Dataset rows on where objects appear
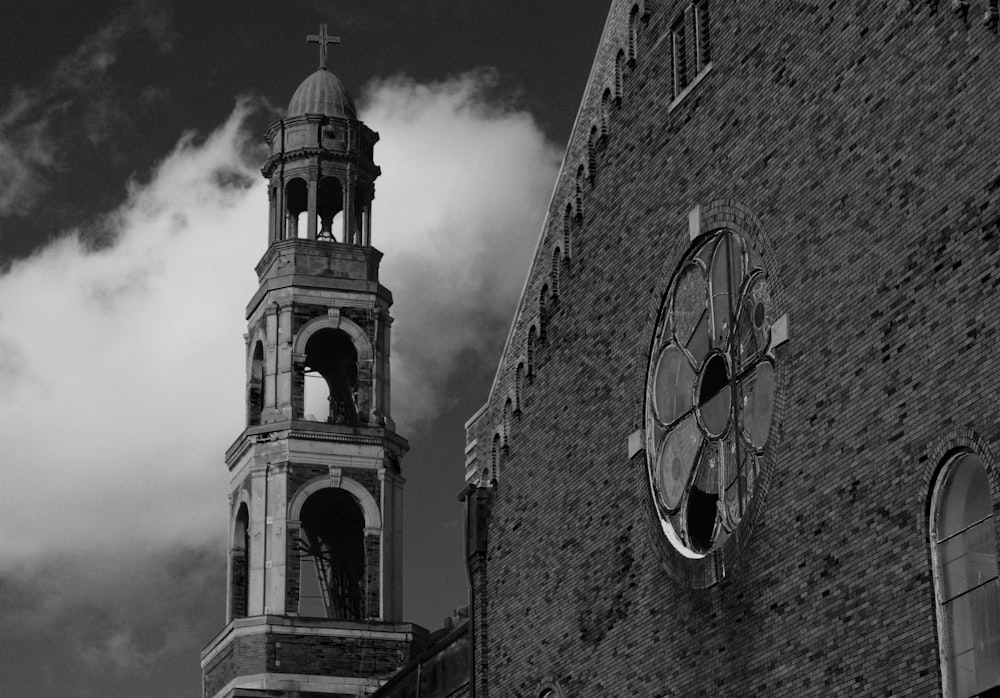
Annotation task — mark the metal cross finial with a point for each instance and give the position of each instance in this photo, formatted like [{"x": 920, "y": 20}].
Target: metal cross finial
[{"x": 322, "y": 39}]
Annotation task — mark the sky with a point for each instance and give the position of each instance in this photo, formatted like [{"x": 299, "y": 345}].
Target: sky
[{"x": 132, "y": 213}]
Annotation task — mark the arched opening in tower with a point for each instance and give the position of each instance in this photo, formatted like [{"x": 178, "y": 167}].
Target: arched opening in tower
[
  {"x": 255, "y": 390},
  {"x": 329, "y": 209},
  {"x": 332, "y": 556},
  {"x": 296, "y": 201},
  {"x": 240, "y": 564},
  {"x": 331, "y": 378}
]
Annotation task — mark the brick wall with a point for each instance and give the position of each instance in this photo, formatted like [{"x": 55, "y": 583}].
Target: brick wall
[{"x": 864, "y": 137}]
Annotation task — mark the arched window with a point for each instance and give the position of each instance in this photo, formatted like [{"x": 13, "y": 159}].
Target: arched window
[
  {"x": 532, "y": 339},
  {"x": 331, "y": 553},
  {"x": 581, "y": 172},
  {"x": 330, "y": 383},
  {"x": 965, "y": 570},
  {"x": 633, "y": 36},
  {"x": 567, "y": 218},
  {"x": 554, "y": 274},
  {"x": 296, "y": 201},
  {"x": 329, "y": 207},
  {"x": 255, "y": 389},
  {"x": 240, "y": 565},
  {"x": 495, "y": 458},
  {"x": 619, "y": 70},
  {"x": 518, "y": 388},
  {"x": 592, "y": 151},
  {"x": 605, "y": 113},
  {"x": 508, "y": 410},
  {"x": 543, "y": 300}
]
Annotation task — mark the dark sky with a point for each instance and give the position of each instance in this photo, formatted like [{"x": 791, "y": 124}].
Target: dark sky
[{"x": 94, "y": 99}]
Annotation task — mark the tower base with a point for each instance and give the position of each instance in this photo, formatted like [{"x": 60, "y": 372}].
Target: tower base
[{"x": 293, "y": 657}]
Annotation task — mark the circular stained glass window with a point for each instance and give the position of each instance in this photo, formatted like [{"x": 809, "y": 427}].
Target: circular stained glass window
[{"x": 710, "y": 393}]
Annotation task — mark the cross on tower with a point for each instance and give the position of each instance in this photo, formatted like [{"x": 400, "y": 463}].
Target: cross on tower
[{"x": 322, "y": 39}]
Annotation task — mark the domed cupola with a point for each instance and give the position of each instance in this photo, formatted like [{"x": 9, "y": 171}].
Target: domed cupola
[
  {"x": 320, "y": 164},
  {"x": 321, "y": 93}
]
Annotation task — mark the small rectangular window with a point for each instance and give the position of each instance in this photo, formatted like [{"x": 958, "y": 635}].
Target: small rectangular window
[
  {"x": 679, "y": 57},
  {"x": 703, "y": 41}
]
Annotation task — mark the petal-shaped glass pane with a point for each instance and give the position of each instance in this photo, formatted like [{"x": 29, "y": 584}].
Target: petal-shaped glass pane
[
  {"x": 754, "y": 321},
  {"x": 698, "y": 345},
  {"x": 709, "y": 471},
  {"x": 689, "y": 302},
  {"x": 702, "y": 516},
  {"x": 757, "y": 397},
  {"x": 748, "y": 479},
  {"x": 673, "y": 385},
  {"x": 715, "y": 412},
  {"x": 726, "y": 276},
  {"x": 675, "y": 459}
]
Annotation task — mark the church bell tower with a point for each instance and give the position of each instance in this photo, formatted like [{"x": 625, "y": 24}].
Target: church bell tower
[{"x": 314, "y": 599}]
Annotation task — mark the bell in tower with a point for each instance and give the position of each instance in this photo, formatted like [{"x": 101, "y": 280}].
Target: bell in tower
[{"x": 315, "y": 561}]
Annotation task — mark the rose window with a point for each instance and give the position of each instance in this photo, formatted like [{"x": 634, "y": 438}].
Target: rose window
[{"x": 710, "y": 393}]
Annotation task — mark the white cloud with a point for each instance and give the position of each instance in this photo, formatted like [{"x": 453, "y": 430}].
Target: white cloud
[
  {"x": 122, "y": 369},
  {"x": 458, "y": 208}
]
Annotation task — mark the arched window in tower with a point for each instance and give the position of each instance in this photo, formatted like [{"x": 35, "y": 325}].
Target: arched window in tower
[
  {"x": 495, "y": 457},
  {"x": 581, "y": 173},
  {"x": 518, "y": 388},
  {"x": 967, "y": 588},
  {"x": 240, "y": 565},
  {"x": 532, "y": 340},
  {"x": 331, "y": 554},
  {"x": 329, "y": 207},
  {"x": 592, "y": 151},
  {"x": 619, "y": 71},
  {"x": 554, "y": 274},
  {"x": 330, "y": 383},
  {"x": 296, "y": 201},
  {"x": 605, "y": 113},
  {"x": 567, "y": 228},
  {"x": 633, "y": 34},
  {"x": 543, "y": 311},
  {"x": 508, "y": 411},
  {"x": 255, "y": 389}
]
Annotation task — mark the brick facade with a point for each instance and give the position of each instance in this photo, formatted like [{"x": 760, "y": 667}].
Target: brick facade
[{"x": 863, "y": 137}]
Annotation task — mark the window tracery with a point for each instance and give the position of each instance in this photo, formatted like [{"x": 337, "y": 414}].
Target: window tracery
[
  {"x": 710, "y": 393},
  {"x": 966, "y": 579}
]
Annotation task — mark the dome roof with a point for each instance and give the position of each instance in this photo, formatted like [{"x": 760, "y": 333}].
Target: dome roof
[{"x": 321, "y": 93}]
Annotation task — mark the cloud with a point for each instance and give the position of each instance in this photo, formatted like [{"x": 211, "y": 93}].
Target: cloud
[
  {"x": 122, "y": 368},
  {"x": 458, "y": 208},
  {"x": 74, "y": 104}
]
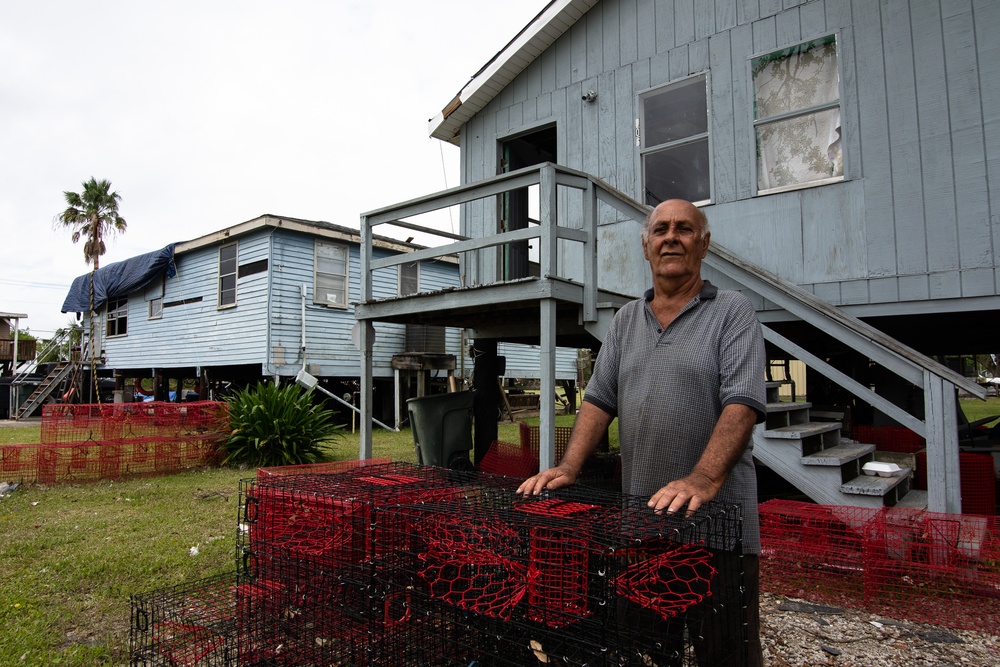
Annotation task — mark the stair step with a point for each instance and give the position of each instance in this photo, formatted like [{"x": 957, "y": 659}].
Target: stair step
[
  {"x": 787, "y": 406},
  {"x": 874, "y": 485},
  {"x": 915, "y": 499},
  {"x": 798, "y": 431},
  {"x": 838, "y": 456}
]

YOUR INSTRUCTIONS: Copy every line of the data exactly as written, excluding the pictures.

SOLUTION TO THE EXERCISE:
Annotation task — mark the metal cross finial with a point for each instance and give the position of each instance in this photo, formatted like [{"x": 920, "y": 20}].
Target: metal cross finial
[{"x": 322, "y": 39}]
Annotation task — mark the sky with a point for each instance and give the position of each instance in this photo, formatted like [{"x": 299, "y": 345}].
Target: sky
[{"x": 132, "y": 213}]
Annotation task — mark the arched opening in tower with a point for each instance and give the position of each instance in this photo, formatted like [{"x": 178, "y": 167}].
Target: arched opening in tower
[
  {"x": 255, "y": 390},
  {"x": 329, "y": 209},
  {"x": 332, "y": 556},
  {"x": 296, "y": 201},
  {"x": 240, "y": 564},
  {"x": 331, "y": 378}
]
Annotation task — mark the brick wall with a point for each instance and give the position of each instance in this photo, formatted like [{"x": 55, "y": 583}].
Target: brick wall
[{"x": 864, "y": 137}]
Annotation task — mark the arched window with a point for each instance and give the position of each instance in this photo, formatted like [{"x": 13, "y": 159}].
Target: arched window
[
  {"x": 532, "y": 339},
  {"x": 331, "y": 553},
  {"x": 581, "y": 172},
  {"x": 330, "y": 383},
  {"x": 965, "y": 570},
  {"x": 633, "y": 36},
  {"x": 567, "y": 218},
  {"x": 554, "y": 274},
  {"x": 296, "y": 201},
  {"x": 329, "y": 207},
  {"x": 255, "y": 389},
  {"x": 240, "y": 565},
  {"x": 495, "y": 458},
  {"x": 619, "y": 70},
  {"x": 518, "y": 388},
  {"x": 592, "y": 151},
  {"x": 605, "y": 113},
  {"x": 508, "y": 410},
  {"x": 543, "y": 300}
]
Annotation task — mark the dark sky with a point for each instance and give the position of each instance in this photo, formatted like [{"x": 791, "y": 124}].
Target: dark sky
[{"x": 94, "y": 99}]
Annotation task — mark the tower base with a point for each instance and give the position of each instance in this photo, formatted like [{"x": 60, "y": 372}].
Target: tower base
[{"x": 293, "y": 657}]
Annotation task — mark the circular stained glass window with a point for each instance and give the position of each instance in this photo, formatted like [{"x": 809, "y": 427}].
Target: circular stained glass window
[{"x": 710, "y": 393}]
Annotation task — mark the cross on tower with a point for each instance and give the position of each instance in this photo, formatted like [{"x": 400, "y": 463}].
Target: cross on tower
[{"x": 322, "y": 39}]
Annotation task — mark the domed cupola with a point for each instance and give the position of each instance in this photo, formatted like [{"x": 9, "y": 171}].
Target: domed cupola
[
  {"x": 320, "y": 164},
  {"x": 321, "y": 93}
]
Annotation task — mark the small rectangular window with a point for each instance and give the position of each instance in this photo, formatted like [{"x": 958, "y": 635}].
Target: small rectangular window
[
  {"x": 679, "y": 57},
  {"x": 703, "y": 41}
]
Annotation task — mark the petal-shaped glass pane with a point for each instance and give the position of each instance in this photo, formatted like [{"x": 29, "y": 584}].
Target: petal-shaped glass pane
[
  {"x": 754, "y": 321},
  {"x": 698, "y": 345},
  {"x": 709, "y": 471},
  {"x": 689, "y": 302},
  {"x": 702, "y": 516},
  {"x": 757, "y": 397},
  {"x": 748, "y": 479},
  {"x": 673, "y": 385},
  {"x": 715, "y": 412},
  {"x": 726, "y": 276},
  {"x": 675, "y": 459}
]
Annotation task — mark the church bell tower with a point for each instance and give the position of each instance in this photo, formatted like [{"x": 625, "y": 24}].
Target: church bell tower
[{"x": 314, "y": 599}]
Annotation task — mark the bell in tower with a point for each instance and give the position of each instance in this photo, formatted like [{"x": 101, "y": 280}].
Target: bell in tower
[{"x": 315, "y": 561}]
Annotation task — mark the rose window with a point for each instance and give the position of each instance in this photo, formatted like [{"x": 634, "y": 438}].
Target: rose window
[{"x": 710, "y": 393}]
Annotation task — mark the white cloud with a point for each instance and give the position of each instance in this photo, formatted like [{"x": 453, "y": 430}].
Target: white cloud
[
  {"x": 122, "y": 369},
  {"x": 458, "y": 208}
]
Annotation task — mark the arched window in tower with a point for each instance and give the position of each instance in this photo, formatted like [{"x": 35, "y": 325}].
Target: arched window in tower
[
  {"x": 495, "y": 457},
  {"x": 581, "y": 173},
  {"x": 518, "y": 388},
  {"x": 967, "y": 588},
  {"x": 240, "y": 565},
  {"x": 532, "y": 340},
  {"x": 331, "y": 554},
  {"x": 329, "y": 207},
  {"x": 592, "y": 151},
  {"x": 619, "y": 71},
  {"x": 554, "y": 274},
  {"x": 330, "y": 383},
  {"x": 296, "y": 201},
  {"x": 605, "y": 113},
  {"x": 567, "y": 228},
  {"x": 633, "y": 34},
  {"x": 543, "y": 311},
  {"x": 508, "y": 411},
  {"x": 255, "y": 389}
]
Annotation task — mark the brick facade with a point for each instance and give the position of each instance in this photo, formatted like [{"x": 760, "y": 667}].
Target: brick facade
[{"x": 863, "y": 137}]
Annotation task — mark the window tracery with a point for each instance and give the position of each instance in this photo, formatted like [{"x": 337, "y": 414}].
Target: window tracery
[
  {"x": 710, "y": 393},
  {"x": 966, "y": 579}
]
Annotation task — mark the dome roof with a point for each instance and give the position of each instance in this photo, formatted like [{"x": 760, "y": 333}].
Target: dome roof
[{"x": 321, "y": 93}]
Annotation task — mark the cloud with a point for each instance and give the position of each instance in this photo, formatted like [{"x": 211, "y": 93}].
Target: cloud
[
  {"x": 122, "y": 368},
  {"x": 458, "y": 208},
  {"x": 74, "y": 104}
]
Annotation task — mark the stair step with a point for each instance and give the position of each instance in this photo, formatted like [{"x": 957, "y": 659}].
Target: stair step
[
  {"x": 787, "y": 406},
  {"x": 874, "y": 485},
  {"x": 915, "y": 499},
  {"x": 798, "y": 431},
  {"x": 838, "y": 456}
]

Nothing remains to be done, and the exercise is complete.